* EXCERPT TO READ

▽

New state commissions to examine racial disparities, criminal justice data and more

New state commissions to examine racial disparities, criminal justice data and more

Illinoisians are reading the tea leaves about how Gov. Pat Quinn will handle the Illinois General Assembly’s gambling expansion legislation–probably the biggest-ticket item to make it through the Springfield gauntlet during the last legislative session.

But while everyone waits to see how that shoe will drop, we wanted to highlight a few pieces of legislation the governor recently penned into law, including three that create new state research bodies charged with examining various racial and economic disparities in Illinois and coming up with recommendations for future action.

A fourth bill Quinn signed this month, meanwhile, begs a significant policy change about how the state prison system administers HIV tests.

First, though, let’s meet your new state commissions and task forces.

Senate Bill 2271 creates the Racial and Ethnic Impact Research Task Force. This group has a pretty specific goal: find “a practical method for the standardized collection and analysis of data on the racial and ethnic identity of arrestees by state and local law enforcement agencies,” according to the legislation.

△

* DATA ROWS
▽

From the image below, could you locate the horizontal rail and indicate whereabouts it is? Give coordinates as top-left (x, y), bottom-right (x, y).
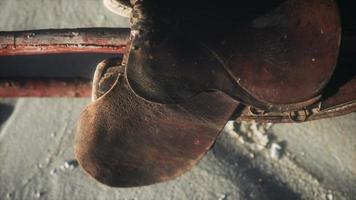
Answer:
top-left (0, 28), bottom-right (130, 56)
top-left (0, 77), bottom-right (91, 98)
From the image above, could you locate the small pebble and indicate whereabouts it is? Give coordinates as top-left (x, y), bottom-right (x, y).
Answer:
top-left (35, 191), bottom-right (42, 198)
top-left (327, 194), bottom-right (334, 200)
top-left (270, 143), bottom-right (282, 159)
top-left (49, 169), bottom-right (57, 175)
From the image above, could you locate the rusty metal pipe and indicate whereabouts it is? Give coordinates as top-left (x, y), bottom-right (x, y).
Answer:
top-left (0, 78), bottom-right (91, 98)
top-left (0, 28), bottom-right (130, 97)
top-left (0, 28), bottom-right (130, 56)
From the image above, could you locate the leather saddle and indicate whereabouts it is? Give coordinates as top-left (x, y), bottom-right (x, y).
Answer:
top-left (75, 0), bottom-right (356, 187)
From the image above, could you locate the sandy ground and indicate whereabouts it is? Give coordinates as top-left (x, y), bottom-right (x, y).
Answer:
top-left (0, 0), bottom-right (356, 200)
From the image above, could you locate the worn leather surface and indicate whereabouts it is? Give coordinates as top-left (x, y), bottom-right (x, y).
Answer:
top-left (75, 72), bottom-right (239, 187)
top-left (75, 0), bottom-right (356, 187)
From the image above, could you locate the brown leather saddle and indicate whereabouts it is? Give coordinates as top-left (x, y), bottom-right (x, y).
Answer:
top-left (75, 0), bottom-right (356, 187)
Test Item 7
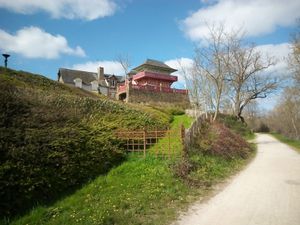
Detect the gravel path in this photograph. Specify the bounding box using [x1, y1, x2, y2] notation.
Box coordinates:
[173, 134, 300, 225]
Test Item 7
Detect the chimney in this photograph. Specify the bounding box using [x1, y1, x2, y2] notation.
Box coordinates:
[98, 66, 104, 82]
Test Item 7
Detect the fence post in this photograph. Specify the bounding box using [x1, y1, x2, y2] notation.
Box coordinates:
[181, 124, 187, 158]
[144, 129, 147, 158]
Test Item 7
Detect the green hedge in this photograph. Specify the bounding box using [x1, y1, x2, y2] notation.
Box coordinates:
[0, 68, 168, 217]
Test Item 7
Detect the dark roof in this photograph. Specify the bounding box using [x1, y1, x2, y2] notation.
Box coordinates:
[58, 68, 124, 84]
[58, 68, 97, 84]
[133, 59, 177, 72]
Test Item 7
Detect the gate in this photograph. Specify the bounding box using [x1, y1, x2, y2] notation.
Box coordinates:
[116, 125, 185, 159]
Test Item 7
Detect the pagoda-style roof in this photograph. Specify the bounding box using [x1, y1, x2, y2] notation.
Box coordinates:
[133, 71, 178, 83]
[133, 59, 177, 74]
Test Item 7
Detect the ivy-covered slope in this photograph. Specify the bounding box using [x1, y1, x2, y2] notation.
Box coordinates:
[0, 67, 170, 217]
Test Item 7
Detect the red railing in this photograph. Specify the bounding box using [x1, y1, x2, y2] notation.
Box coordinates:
[119, 85, 188, 94]
[119, 85, 126, 92]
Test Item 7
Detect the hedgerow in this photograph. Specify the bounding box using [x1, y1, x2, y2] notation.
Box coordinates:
[0, 68, 168, 217]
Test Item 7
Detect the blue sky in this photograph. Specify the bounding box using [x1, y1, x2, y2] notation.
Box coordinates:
[0, 0, 300, 108]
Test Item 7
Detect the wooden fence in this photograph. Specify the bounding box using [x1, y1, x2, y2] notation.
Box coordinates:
[116, 114, 206, 158]
[116, 126, 185, 158]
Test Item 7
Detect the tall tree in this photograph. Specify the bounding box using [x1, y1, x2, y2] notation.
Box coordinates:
[194, 24, 228, 120]
[227, 32, 278, 121]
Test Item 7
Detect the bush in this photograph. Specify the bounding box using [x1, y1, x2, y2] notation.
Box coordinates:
[194, 122, 251, 159]
[0, 68, 168, 217]
[257, 122, 270, 133]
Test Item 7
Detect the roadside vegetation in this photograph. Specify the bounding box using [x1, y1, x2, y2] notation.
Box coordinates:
[0, 68, 172, 217]
[0, 67, 254, 225]
[271, 133, 300, 152]
[5, 115, 254, 225]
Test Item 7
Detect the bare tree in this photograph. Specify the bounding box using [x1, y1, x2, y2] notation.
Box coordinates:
[194, 24, 228, 120]
[116, 54, 131, 102]
[288, 19, 300, 85]
[269, 21, 300, 140]
[116, 54, 131, 80]
[228, 34, 278, 121]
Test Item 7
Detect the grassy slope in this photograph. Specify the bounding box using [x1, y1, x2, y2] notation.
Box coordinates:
[272, 133, 300, 152]
[11, 116, 253, 225]
[0, 67, 170, 220]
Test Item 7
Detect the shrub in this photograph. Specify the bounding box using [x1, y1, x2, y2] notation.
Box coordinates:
[0, 68, 168, 217]
[257, 122, 270, 133]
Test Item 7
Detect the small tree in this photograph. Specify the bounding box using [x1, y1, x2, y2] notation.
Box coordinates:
[194, 24, 229, 120]
[227, 33, 278, 121]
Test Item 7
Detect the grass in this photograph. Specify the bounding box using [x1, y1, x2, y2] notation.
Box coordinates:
[0, 67, 171, 218]
[149, 115, 193, 157]
[271, 133, 300, 152]
[3, 115, 253, 225]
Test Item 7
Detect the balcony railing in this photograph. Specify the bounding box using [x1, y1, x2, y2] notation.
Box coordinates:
[119, 85, 188, 94]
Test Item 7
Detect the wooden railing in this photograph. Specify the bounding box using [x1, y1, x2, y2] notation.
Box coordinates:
[119, 85, 188, 94]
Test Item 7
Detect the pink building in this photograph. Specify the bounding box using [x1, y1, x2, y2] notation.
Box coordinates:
[117, 59, 188, 102]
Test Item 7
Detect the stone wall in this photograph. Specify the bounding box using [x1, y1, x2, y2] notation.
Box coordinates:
[129, 89, 190, 108]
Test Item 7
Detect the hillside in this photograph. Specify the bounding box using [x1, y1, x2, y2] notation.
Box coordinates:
[0, 67, 171, 217]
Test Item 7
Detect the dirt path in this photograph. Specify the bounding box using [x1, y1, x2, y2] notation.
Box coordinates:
[173, 134, 300, 225]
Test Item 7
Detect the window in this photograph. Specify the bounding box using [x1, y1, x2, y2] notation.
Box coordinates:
[110, 80, 116, 87]
[74, 78, 82, 88]
[91, 80, 98, 91]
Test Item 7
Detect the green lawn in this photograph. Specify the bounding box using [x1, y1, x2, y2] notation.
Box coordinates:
[272, 133, 300, 152]
[3, 115, 253, 225]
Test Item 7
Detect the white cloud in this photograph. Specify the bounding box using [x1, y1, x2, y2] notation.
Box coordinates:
[256, 43, 291, 76]
[181, 0, 300, 41]
[72, 61, 124, 75]
[0, 0, 117, 20]
[0, 27, 85, 59]
[165, 58, 194, 88]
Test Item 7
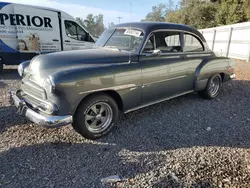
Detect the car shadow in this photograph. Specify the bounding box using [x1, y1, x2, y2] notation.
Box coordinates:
[0, 80, 250, 151]
[0, 106, 28, 134]
[100, 80, 250, 151]
[0, 80, 250, 187]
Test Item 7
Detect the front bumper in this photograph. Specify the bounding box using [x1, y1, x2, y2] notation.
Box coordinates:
[10, 90, 73, 128]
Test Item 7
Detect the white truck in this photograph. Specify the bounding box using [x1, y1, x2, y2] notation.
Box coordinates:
[0, 2, 95, 72]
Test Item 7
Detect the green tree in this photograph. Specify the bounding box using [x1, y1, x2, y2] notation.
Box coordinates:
[216, 0, 249, 25]
[81, 14, 104, 37]
[143, 3, 166, 22]
[166, 0, 217, 29]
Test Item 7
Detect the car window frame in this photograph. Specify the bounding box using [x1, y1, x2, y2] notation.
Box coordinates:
[64, 20, 89, 42]
[100, 27, 147, 55]
[182, 32, 206, 53]
[139, 29, 209, 56]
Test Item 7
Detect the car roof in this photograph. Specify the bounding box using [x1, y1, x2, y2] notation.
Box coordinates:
[114, 22, 206, 42]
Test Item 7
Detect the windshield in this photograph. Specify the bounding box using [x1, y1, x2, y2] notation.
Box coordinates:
[96, 28, 144, 52]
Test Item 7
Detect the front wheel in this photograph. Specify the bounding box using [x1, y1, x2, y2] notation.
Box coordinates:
[73, 94, 119, 140]
[198, 74, 222, 99]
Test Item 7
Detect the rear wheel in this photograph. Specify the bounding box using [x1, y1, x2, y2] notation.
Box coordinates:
[199, 74, 222, 99]
[73, 94, 119, 139]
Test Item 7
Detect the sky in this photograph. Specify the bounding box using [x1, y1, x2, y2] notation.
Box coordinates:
[1, 0, 177, 26]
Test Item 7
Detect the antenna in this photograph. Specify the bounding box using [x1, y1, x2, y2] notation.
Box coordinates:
[128, 2, 132, 63]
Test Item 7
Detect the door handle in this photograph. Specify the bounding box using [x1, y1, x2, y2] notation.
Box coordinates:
[180, 54, 187, 58]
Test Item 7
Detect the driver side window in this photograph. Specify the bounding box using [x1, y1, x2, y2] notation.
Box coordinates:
[143, 31, 182, 53]
[64, 20, 87, 41]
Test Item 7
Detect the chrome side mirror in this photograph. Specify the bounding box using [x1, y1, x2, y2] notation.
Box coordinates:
[152, 50, 161, 56]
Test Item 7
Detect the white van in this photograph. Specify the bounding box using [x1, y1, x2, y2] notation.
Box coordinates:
[0, 2, 95, 72]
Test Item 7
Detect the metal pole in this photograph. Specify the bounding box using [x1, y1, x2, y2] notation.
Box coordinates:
[226, 27, 233, 57]
[212, 29, 216, 51]
[117, 16, 122, 23]
[247, 44, 250, 62]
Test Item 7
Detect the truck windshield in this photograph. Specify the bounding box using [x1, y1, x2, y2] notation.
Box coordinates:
[96, 28, 144, 52]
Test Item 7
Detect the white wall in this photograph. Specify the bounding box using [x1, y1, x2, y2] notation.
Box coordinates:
[199, 22, 250, 61]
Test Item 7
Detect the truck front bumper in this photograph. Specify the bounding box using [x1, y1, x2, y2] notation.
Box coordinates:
[10, 90, 73, 128]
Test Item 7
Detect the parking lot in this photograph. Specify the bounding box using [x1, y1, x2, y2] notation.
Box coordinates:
[0, 61, 250, 187]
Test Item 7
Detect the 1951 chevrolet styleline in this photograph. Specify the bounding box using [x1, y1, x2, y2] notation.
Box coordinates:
[11, 22, 235, 139]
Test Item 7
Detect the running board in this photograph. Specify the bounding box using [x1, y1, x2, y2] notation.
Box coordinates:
[124, 90, 194, 114]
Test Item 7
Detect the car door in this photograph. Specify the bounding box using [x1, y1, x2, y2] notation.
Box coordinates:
[183, 32, 213, 90]
[62, 19, 94, 50]
[140, 31, 187, 103]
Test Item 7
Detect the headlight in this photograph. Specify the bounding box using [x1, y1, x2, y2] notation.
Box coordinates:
[17, 63, 24, 77]
[43, 77, 55, 93]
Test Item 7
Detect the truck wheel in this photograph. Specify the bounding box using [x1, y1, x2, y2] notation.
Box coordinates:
[198, 74, 222, 99]
[72, 94, 119, 140]
[0, 62, 3, 73]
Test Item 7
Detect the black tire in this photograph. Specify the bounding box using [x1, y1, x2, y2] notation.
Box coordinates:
[0, 62, 3, 73]
[198, 74, 222, 99]
[72, 93, 119, 140]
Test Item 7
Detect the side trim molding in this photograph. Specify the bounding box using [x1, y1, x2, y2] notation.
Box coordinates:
[79, 84, 139, 95]
[124, 90, 194, 114]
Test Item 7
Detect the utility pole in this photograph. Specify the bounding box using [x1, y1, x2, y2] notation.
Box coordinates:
[117, 16, 122, 23]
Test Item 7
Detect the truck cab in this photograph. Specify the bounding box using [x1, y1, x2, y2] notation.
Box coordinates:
[0, 2, 95, 72]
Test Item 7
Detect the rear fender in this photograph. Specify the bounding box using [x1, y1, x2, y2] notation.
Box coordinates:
[194, 57, 230, 91]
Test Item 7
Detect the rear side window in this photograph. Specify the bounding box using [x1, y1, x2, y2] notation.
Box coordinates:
[64, 20, 87, 41]
[144, 31, 182, 53]
[183, 33, 204, 52]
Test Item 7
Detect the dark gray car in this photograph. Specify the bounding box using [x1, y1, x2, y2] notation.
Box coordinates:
[11, 22, 235, 139]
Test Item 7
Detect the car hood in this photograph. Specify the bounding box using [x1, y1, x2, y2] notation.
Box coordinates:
[29, 48, 134, 83]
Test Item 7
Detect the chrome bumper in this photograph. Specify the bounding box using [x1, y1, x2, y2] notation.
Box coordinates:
[10, 90, 73, 128]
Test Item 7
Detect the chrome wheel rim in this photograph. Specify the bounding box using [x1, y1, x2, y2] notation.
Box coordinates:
[209, 77, 220, 96]
[85, 102, 113, 133]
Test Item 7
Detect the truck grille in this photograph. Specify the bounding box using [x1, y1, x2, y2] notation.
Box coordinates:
[21, 80, 47, 99]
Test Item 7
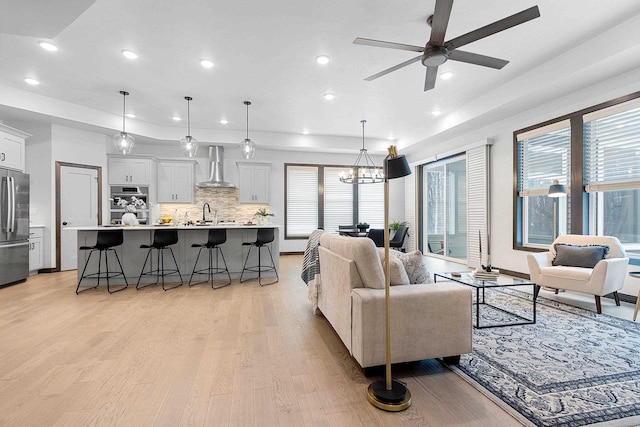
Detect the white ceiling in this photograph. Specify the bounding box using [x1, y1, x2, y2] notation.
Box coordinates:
[0, 0, 640, 154]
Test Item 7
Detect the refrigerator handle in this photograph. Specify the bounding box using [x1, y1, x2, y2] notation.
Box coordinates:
[7, 176, 16, 233]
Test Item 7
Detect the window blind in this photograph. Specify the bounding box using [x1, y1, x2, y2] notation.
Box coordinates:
[583, 103, 640, 192]
[286, 166, 318, 237]
[517, 121, 571, 197]
[358, 183, 382, 228]
[324, 167, 354, 231]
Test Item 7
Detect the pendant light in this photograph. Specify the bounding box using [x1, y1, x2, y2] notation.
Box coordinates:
[240, 101, 256, 159]
[180, 96, 198, 157]
[111, 90, 136, 154]
[340, 120, 384, 184]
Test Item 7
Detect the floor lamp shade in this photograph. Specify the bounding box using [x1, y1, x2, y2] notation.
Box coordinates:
[367, 145, 411, 412]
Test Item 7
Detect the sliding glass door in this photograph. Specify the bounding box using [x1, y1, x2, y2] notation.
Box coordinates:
[422, 156, 467, 260]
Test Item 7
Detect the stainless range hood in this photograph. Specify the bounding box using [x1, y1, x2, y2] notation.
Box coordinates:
[196, 145, 236, 188]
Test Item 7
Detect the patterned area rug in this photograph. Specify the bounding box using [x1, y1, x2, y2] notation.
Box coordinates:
[452, 289, 640, 426]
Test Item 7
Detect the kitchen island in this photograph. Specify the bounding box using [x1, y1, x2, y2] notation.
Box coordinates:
[75, 224, 280, 287]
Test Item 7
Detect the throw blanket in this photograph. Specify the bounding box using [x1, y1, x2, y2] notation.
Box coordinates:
[300, 230, 324, 310]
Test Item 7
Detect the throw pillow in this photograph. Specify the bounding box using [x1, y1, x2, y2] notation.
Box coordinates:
[378, 248, 409, 286]
[551, 243, 609, 268]
[394, 251, 431, 284]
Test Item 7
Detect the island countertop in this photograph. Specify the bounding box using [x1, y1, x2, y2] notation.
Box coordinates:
[74, 223, 282, 285]
[66, 223, 282, 231]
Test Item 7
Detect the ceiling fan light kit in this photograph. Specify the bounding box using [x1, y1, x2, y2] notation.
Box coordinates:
[240, 101, 256, 160]
[353, 0, 540, 92]
[180, 96, 198, 157]
[111, 90, 136, 155]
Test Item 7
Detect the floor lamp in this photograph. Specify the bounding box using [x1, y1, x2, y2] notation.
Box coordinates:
[547, 179, 567, 240]
[367, 145, 411, 412]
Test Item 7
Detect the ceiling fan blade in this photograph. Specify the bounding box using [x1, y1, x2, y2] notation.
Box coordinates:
[424, 67, 438, 92]
[353, 37, 424, 52]
[429, 0, 453, 46]
[365, 55, 422, 82]
[444, 6, 540, 50]
[449, 50, 509, 70]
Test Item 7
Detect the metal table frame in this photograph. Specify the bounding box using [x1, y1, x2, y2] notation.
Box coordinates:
[433, 272, 536, 329]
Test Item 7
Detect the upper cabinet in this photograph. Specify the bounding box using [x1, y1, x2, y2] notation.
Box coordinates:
[238, 163, 271, 204]
[0, 124, 31, 172]
[158, 161, 196, 203]
[109, 157, 152, 185]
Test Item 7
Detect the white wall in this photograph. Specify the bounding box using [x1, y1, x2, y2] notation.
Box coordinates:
[407, 71, 640, 295]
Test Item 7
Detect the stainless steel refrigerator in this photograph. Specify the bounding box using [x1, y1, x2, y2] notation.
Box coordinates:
[0, 168, 29, 287]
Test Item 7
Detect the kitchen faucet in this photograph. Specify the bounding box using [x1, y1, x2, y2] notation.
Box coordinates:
[202, 202, 211, 222]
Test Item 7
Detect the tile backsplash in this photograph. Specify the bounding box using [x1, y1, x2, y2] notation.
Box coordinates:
[161, 188, 269, 223]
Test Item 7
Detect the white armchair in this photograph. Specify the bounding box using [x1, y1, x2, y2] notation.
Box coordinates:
[527, 234, 629, 314]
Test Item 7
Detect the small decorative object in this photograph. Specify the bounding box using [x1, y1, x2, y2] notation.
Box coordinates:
[254, 208, 273, 225]
[114, 196, 147, 226]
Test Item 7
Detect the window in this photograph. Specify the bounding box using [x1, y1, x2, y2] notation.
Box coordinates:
[514, 92, 640, 264]
[517, 120, 571, 246]
[421, 156, 467, 260]
[285, 164, 384, 239]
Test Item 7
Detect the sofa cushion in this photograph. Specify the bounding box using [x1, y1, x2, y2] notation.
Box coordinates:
[378, 248, 409, 286]
[391, 251, 431, 284]
[551, 243, 609, 268]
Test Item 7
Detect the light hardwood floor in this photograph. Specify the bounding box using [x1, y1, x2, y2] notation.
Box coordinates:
[0, 255, 520, 427]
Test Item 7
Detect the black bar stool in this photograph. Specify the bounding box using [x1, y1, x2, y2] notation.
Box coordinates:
[76, 230, 129, 295]
[240, 228, 280, 286]
[189, 228, 231, 289]
[136, 229, 183, 291]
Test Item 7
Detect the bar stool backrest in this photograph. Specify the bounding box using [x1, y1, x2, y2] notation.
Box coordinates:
[207, 228, 227, 246]
[96, 230, 124, 249]
[152, 229, 178, 248]
[256, 228, 274, 246]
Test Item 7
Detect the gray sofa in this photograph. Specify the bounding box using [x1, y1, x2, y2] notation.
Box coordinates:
[318, 233, 472, 368]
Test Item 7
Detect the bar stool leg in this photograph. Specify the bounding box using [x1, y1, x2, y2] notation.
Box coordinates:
[76, 249, 100, 295]
[105, 249, 129, 294]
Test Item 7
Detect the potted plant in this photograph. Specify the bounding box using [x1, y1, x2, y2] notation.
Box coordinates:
[254, 208, 273, 225]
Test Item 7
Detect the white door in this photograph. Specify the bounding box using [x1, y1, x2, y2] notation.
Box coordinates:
[60, 166, 98, 271]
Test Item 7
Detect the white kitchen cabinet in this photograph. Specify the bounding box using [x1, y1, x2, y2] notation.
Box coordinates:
[238, 163, 271, 204]
[109, 157, 152, 185]
[0, 124, 31, 172]
[158, 161, 195, 203]
[29, 227, 44, 272]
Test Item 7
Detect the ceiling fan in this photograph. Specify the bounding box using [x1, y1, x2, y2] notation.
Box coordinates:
[353, 0, 540, 92]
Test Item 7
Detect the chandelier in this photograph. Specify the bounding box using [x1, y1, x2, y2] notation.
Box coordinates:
[111, 90, 136, 154]
[180, 96, 198, 157]
[340, 120, 384, 184]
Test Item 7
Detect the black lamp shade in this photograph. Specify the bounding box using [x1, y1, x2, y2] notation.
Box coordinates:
[384, 154, 411, 179]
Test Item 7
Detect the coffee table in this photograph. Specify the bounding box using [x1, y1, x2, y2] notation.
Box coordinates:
[433, 272, 536, 329]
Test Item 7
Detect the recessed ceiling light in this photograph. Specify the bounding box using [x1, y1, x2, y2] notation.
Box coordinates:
[38, 41, 58, 52]
[122, 49, 138, 59]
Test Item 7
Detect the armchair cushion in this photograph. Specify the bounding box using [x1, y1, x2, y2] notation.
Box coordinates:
[552, 243, 609, 268]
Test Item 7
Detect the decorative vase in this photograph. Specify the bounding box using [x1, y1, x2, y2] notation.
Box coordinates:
[122, 212, 138, 226]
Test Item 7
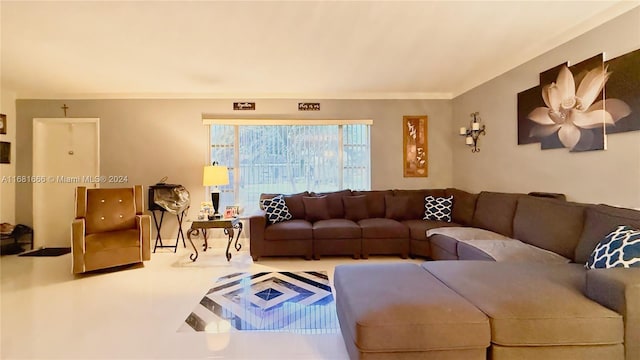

△

* STATED TASK A
Answer these questions from the article on new Illinois state commissions, one per line:
(i) Which governor signed the bills?
(ii) Which bill creates the Racial and Ethnic Impact Research Task Force?
(iii) What does the fourth bill concern?
* STATED TASK B
Print the passage of the article on new Illinois state commissions starting at "Illinoisians are reading" and ending at "administers HIV tests.".
* STATED TASK C
Give what follows the last sentence of the article on new Illinois state commissions, carrying it on from there.

* OUTPUT A
(i) Gov. Pat Quinn
(ii) Senate Bill 2271
(iii) How the state prison system administers HIV tests

* OUTPUT B
Illinoisians are reading the tea leaves about how Gov. Pat Quinn will handle the Illinois General Assembly’s gambling expansion legislation–probably the biggest-ticket item to make it through the Springfield gauntlet during the last legislative session.

But while everyone waits to see how that shoe will drop, we wanted to highlight a few pieces of legislation the governor recently penned into law, including three that create new state research bodies charged with examining various racial and economic disparities in Illinois and coming up with recommendations for future action.

A fourth bill Quinn signed this month, meanwhile, begs a significant policy change about how the state prison system administers HIV tests.

* OUTPUT C
The problems with criminal justice data across the state was highlighted earlier this year by the Illinois Disproportionate Justice Impact Study. That paper found “gaps in relevant data that would allow for a comprehensive statistical analysis of the impact of drug laws on disproportionality,” or why more minorities are arrested for drug-related offenses than white people. The study went on:

In some cases the data was simply not collected. In others, lack of standardized coding resulted in assumptions being made or sets of data disqualified from analysis. In others, data collected at different stages of justice involvement was not collected in a uniform manner, meaning data sets from different justice entities did not adequately integrate to afford a holistic view of the entire process.

The disproportionate impact study said better data collection would allow criminal justice system monitors to articulate practical steps to address the disproportionate impact of drug laws on minority communities, among other recommendations. Governor Quinn signed Senate Bill 2271 into law on August 16.

Senate Bill 2193 establishes the Commission on Environmental Justice. The commission will be made up of 20 voting members, 10 of whom will be appointed by the governor and culled from “affected communities concerned with environmental justice,” business groups, environmental groups and others who have studied environmental justice issues. The commission is meant to advise state agencies on a range of environmental justice challenges, from assessing current state and local laws to making recommendations to the governor and Illinois General Assembly about environmental challenges communities face.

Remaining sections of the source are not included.